> TASK OBJECTIVE:
Copy out each line of the data that contains "like".

> DATA RECORDS:
--------------------------------------------------

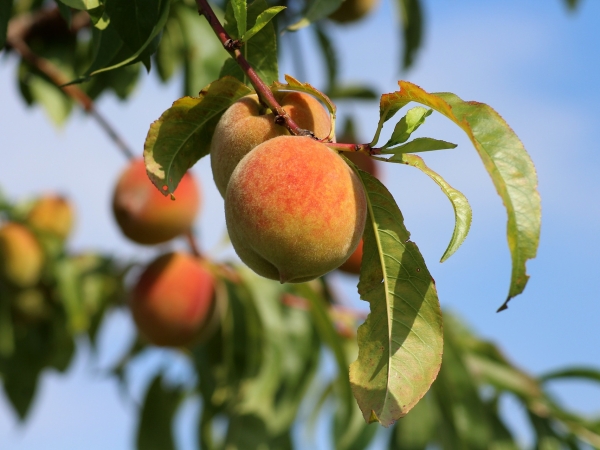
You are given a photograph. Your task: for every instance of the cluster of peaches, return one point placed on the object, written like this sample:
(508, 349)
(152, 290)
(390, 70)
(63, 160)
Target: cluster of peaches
(27, 242)
(294, 208)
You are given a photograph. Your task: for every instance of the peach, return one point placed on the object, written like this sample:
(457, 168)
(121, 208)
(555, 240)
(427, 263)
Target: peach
(173, 299)
(52, 214)
(294, 209)
(145, 215)
(368, 164)
(352, 10)
(21, 256)
(247, 124)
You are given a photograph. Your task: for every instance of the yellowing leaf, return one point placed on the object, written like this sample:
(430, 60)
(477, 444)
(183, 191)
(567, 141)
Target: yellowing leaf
(505, 159)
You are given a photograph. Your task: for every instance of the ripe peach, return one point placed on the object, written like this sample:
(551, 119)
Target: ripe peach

--------------------------------------------------

> SOLUTION FOR THIS EXERCISE:
You are given a photograph. Your task: for every instance of the cluster of peaches, return one point placed on the object, written like this sample:
You are given a photograph. Your task: for every instance of the peach, return one point placed on the object, written like this sample:
You are given a photograph. Your task: for every instance of the yellowing leaf, return one point placed on the object, written like this sample:
You are given a photograph. Your task: for every instance of the ripe peach, return one point placed on the object, written like this sample:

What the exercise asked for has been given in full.